Genomic Data Integration and PAG Prioritization

Through systematic review and curation of multiple lines of public studies, we reviewed more than 3,000 publications, 487 of which met the quality control and collection criteria. Genetic information such as gene symbols, chromosomes, locations, reference base, altered base, and hereditary modes were collected, and other basic information and clinical data, including sample ID, PubMed ID, methods of detecting variants, country, race, gender, AAO, functional study, subtype of disease, detail description of clinical phenotypes, and sporadic/familiar types, were also integrated. We catalogd five types of genetic data (8302 terms) related to PD: (1) 2,252 rare variants, including 954 non-redundant rare variants, in 226 genes from 327 available publications; (2) 139 CNVs in 34 genes from 94 publications; (3) 1,237 associated SNPs in 640 genes from 42 studies; (4) 2,926 DEGs from 8 publications; (5) 657 DMGs from 7 publications (Supplementary Table 1) (Figure 1). Specifically, for the collected genetic variants, we identified 334 rare LoF, 1,328 rare Dmis variants, 485 rare Tmis variants, and 105 other remaining variants based on standard annotations.

■ **Input data**:
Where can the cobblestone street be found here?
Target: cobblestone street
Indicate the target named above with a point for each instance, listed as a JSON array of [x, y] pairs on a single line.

■ **Problem to solve**:
Copy out the Genomic Data Integration and PAG Prioritization text word for word.

■ **Solved exercise**:
Genomic Data Integration and PAG Prioritization

Through systematic review and curation of multiple lines of public studies, we reviewed more than 3,000 publications, 487 of which met the quality control and collection criteria. Genetic information such as gene symbols, chromosomes, locations, reference base, altered base, and hereditary modes were collected, and other basic information and clinical data, including sample ID, PubMed ID, methods of detecting variants, country, race, gender, AAO, functional study, subtype of disease, detail description of clinical phenotypes, and sporadic/familiar types, were also integrated. We catalogd five types of genetic data (8302 terms) related to PD: (1) 2,252 rare variants, including 954 non-redundant rare variants, in 226 genes from 327 available publications; (2) 139 CNVs in 34 genes from 94 publications; (3) 1,237 associated SNPs in 640 genes from 42 studies; (4) 2,926 DEGs from 8 publications; (5) 657 DMGs from 7 publications (Supplementary Table 1) (Figure 1). Specifically, for the collected genetic variants, we identified 334 rare LoF, 1,328 rare Dmis variants, 485 rare Tmis variants, and 105 other remaining variants based on standard annotations.